** BEGIN DATASET EXTRACT **

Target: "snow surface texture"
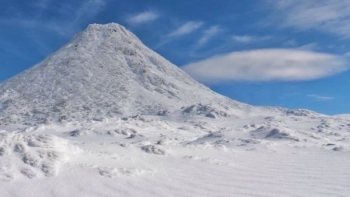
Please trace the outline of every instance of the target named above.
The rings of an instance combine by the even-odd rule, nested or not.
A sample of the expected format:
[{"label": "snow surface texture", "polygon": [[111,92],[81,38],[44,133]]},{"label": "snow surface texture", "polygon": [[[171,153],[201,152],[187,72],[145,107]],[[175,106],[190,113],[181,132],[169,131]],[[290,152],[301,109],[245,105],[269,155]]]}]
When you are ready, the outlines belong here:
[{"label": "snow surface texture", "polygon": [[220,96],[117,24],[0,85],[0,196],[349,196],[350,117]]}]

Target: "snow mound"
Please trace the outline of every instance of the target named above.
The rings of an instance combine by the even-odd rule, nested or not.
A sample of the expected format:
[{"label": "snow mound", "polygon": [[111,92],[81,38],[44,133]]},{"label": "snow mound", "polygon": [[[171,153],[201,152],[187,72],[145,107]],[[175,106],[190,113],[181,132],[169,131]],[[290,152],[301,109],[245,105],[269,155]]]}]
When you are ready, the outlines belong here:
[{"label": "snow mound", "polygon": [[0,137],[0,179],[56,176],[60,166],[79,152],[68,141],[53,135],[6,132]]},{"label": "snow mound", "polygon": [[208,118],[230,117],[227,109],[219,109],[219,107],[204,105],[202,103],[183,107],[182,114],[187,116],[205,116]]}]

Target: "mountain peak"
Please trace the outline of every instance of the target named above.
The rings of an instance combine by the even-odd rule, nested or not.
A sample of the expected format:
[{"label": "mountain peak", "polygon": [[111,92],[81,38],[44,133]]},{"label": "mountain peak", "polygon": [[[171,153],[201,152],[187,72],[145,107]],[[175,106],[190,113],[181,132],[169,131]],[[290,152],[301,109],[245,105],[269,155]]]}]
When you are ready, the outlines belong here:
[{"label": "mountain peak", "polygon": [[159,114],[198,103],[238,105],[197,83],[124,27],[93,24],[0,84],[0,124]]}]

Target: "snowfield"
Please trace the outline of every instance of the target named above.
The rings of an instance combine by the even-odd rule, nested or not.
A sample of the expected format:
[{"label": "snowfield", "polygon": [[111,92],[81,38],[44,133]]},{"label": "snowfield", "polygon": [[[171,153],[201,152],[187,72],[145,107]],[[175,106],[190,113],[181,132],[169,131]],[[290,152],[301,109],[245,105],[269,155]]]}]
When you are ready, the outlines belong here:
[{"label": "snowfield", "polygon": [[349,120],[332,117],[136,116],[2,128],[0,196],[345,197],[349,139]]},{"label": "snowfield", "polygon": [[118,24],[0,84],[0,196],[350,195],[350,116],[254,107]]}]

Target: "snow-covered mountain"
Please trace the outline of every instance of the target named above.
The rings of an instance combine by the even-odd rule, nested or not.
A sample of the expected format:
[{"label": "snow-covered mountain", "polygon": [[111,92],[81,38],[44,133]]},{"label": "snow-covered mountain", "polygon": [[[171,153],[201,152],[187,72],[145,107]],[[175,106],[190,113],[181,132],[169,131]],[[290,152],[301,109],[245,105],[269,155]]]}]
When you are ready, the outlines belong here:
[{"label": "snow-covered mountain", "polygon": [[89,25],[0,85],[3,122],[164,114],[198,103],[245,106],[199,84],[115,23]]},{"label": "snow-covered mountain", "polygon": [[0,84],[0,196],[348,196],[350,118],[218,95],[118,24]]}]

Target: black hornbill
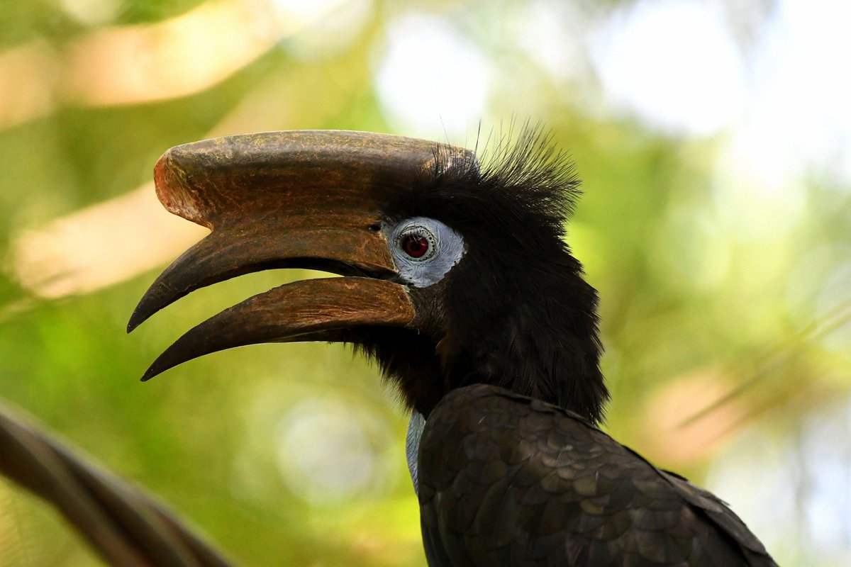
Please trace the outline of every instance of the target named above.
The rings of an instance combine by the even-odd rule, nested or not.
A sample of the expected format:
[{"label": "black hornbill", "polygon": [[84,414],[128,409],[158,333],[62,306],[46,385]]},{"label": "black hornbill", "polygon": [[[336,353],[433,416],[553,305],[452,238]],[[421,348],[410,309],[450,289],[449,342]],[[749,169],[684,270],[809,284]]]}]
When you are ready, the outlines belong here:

** END DATASET EXTRACT **

OBJECTIVE ▸ Images in the records should not be copied. Repeat all the rest exactly.

FINISHED ANSWER ▸
Target: "snow surface texture"
Please trace the outline of every instance of the target named above.
The rings of an instance combine by the even-odd rule, nested or not.
A sample of the expected format:
[{"label": "snow surface texture", "polygon": [[111,92],[81,38],[44,133]]},{"label": "snow surface texture", "polygon": [[[171,153],[201,152],[187,72],[145,107]],[[175,106],[190,113],[181,132],[169,131]],[[290,152],[301,109],[245,105],[269,155]]]}]
When you are ready, the outlines belong here:
[{"label": "snow surface texture", "polygon": [[220,96],[117,24],[0,85],[0,196],[349,196],[350,117]]}]

Target: "snow mound"
Please trace the outline of every instance of the target named above.
The rings of an instance combine by the even-odd rule, nested or not.
A sample of the expected format:
[{"label": "snow mound", "polygon": [[111,92],[81,38],[44,133]]},{"label": "snow mound", "polygon": [[[171,153],[201,152],[187,72],[145,107]],[[175,106],[190,113],[181,132],[169,131]],[[290,152],[301,109],[245,105],[269,155]]]}]
When you are ready, the outlines belong here:
[{"label": "snow mound", "polygon": [[0,137],[0,179],[56,176],[60,166],[79,152],[68,141],[53,135],[6,132]]},{"label": "snow mound", "polygon": [[208,118],[230,117],[227,109],[219,109],[219,107],[204,105],[202,103],[183,107],[182,114],[187,116],[205,116]]}]

Target: "mountain peak"
Please trace the outline of every instance of the target named above.
The rings of an instance combine by the even-odd rule, nested or not.
A sample of the expected format:
[{"label": "mountain peak", "polygon": [[111,92],[81,38],[44,133]]},{"label": "mountain peak", "polygon": [[[171,153],[201,152],[187,72],[145,107]],[[175,106],[190,113],[181,132],[169,131]],[[290,152],[301,109],[245,105],[269,155]]]}]
When you are ready, the outlines belong here:
[{"label": "mountain peak", "polygon": [[159,114],[198,103],[238,105],[197,83],[124,27],[93,24],[0,84],[0,124]]}]

Target: "snowfield"
Please trace the outline of every instance of the target named above.
The rings of an instance combine by the even-odd rule, nested or not.
A sample of the expected format:
[{"label": "snowfield", "polygon": [[111,92],[81,38],[44,133]]},{"label": "snowfield", "polygon": [[[171,153],[201,152],[187,72],[145,107]],[[175,106],[190,113],[181,132],[169,131]],[[290,152],[301,109],[245,105],[269,155]]]}]
When you are ready, the outlines belong here:
[{"label": "snowfield", "polygon": [[349,120],[332,117],[136,116],[2,128],[0,196],[345,197],[349,139]]},{"label": "snowfield", "polygon": [[118,24],[0,84],[0,196],[350,195],[350,116],[254,107]]}]

Target: "snow-covered mountain"
Please trace the outline of every instance of the target named above.
The rings of an instance combine by the even-odd rule, nested or not.
A sample of the expected format:
[{"label": "snow-covered mountain", "polygon": [[111,92],[81,38],[44,133]]},{"label": "snow-covered mountain", "polygon": [[[171,153],[201,152],[187,72],[145,107]],[[175,106],[190,113],[181,132],[169,131]],[[290,152],[301,109],[245,105],[269,155]]]}]
When you are ready, the outlines belong here:
[{"label": "snow-covered mountain", "polygon": [[89,25],[0,85],[3,122],[164,114],[198,103],[245,106],[199,84],[115,23]]},{"label": "snow-covered mountain", "polygon": [[0,84],[0,196],[348,196],[350,118],[218,95],[118,24]]}]

Target: black hornbill
Please trace the outline of every instance of the target named above.
The rings of an instance combine by the even-odd rule, nested or not.
A sample of the expected format:
[{"label": "black hornbill", "polygon": [[84,414],[128,409],[158,333],[62,306],[46,385]]},{"label": "black hornbill", "polygon": [[[336,353],[433,416],[553,305],[452,238]],[[421,348],[410,309],[450,289],[449,342]],[[749,169],[684,270],[809,284]]]}]
When you are ready, the outlines belong here:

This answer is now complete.